● ARBEITSANWEISUNG:
Zitiere aus den folgenden Einträgen einen Abschnitt wortgetreu. Beginne bei der Zeile mit „If you could mark the pigeon“ und höre nach der letzten Zeile der Einträge auf.

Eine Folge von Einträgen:
= = = = = = =
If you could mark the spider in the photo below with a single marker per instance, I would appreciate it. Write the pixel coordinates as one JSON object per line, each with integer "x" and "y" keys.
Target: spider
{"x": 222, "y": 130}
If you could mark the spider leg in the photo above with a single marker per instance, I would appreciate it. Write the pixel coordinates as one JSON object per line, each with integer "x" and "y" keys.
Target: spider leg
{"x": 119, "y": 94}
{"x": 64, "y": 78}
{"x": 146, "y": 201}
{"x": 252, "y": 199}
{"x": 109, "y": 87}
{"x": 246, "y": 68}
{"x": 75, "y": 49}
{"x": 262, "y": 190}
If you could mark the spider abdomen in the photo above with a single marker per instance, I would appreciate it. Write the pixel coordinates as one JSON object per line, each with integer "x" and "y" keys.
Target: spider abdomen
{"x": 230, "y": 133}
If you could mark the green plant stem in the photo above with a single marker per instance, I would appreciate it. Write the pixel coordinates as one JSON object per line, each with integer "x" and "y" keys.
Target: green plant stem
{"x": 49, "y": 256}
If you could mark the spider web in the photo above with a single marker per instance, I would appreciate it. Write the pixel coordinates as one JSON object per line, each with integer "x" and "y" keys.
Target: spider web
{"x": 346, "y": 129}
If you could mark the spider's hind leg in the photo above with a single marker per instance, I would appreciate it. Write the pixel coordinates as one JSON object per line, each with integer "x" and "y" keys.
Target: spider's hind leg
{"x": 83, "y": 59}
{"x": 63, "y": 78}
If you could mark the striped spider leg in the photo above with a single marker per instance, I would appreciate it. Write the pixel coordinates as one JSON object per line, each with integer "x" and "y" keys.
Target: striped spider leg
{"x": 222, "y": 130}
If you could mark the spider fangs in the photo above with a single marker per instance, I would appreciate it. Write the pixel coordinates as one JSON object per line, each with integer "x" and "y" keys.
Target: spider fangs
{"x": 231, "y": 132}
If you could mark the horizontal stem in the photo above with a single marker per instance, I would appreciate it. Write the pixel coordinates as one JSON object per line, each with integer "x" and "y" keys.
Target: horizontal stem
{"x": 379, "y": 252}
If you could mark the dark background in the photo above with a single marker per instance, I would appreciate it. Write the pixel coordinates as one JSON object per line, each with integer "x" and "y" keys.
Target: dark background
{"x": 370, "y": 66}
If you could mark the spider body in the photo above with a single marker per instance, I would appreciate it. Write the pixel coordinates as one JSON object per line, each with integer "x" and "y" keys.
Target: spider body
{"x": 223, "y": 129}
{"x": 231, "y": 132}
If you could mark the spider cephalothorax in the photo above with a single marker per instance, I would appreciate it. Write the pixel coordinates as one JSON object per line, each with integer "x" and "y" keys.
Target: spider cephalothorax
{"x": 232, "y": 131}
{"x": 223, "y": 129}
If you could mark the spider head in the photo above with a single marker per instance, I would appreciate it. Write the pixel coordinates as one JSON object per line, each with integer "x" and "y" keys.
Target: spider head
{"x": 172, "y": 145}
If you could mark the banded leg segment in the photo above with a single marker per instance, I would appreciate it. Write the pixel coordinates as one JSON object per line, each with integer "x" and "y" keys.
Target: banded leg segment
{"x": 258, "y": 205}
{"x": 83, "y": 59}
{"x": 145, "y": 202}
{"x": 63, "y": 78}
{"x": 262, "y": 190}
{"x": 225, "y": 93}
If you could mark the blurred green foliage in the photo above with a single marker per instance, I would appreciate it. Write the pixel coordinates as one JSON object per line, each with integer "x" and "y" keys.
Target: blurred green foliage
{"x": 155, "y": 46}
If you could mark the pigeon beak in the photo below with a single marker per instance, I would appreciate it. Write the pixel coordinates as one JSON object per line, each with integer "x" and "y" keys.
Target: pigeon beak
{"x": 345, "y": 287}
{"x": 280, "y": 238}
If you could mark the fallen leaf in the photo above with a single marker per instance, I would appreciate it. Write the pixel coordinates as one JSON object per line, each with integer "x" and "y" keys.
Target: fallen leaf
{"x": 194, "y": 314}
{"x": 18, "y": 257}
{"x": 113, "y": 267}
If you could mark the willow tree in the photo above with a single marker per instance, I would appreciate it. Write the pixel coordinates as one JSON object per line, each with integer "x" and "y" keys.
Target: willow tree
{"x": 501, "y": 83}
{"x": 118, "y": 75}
= = = = = = =
● SCHRIFTLICHE ANTWORT:
If you could mark the pigeon beak in the photo below with a single marker per instance, I would appreciate it. Write the pixel coordinates as one JSON object per line, each with integer "x" and "y" keys.
Target: pigeon beak
{"x": 345, "y": 287}
{"x": 280, "y": 238}
If you could mark the fallen leaf in the photo above with a single marker per instance, I would appreciate it. Write the pixel coordinates as one JSON object per line, each with integer "x" and "y" keys.
Target: fallen leaf
{"x": 194, "y": 314}
{"x": 18, "y": 257}
{"x": 113, "y": 267}
If you could mark the willow tree in the photo above with a single marker per instance, I would appreciate it. Write the pixel coordinates as one JSON object per line, each with integer "x" and "y" keys.
Target: willow tree
{"x": 501, "y": 83}
{"x": 118, "y": 75}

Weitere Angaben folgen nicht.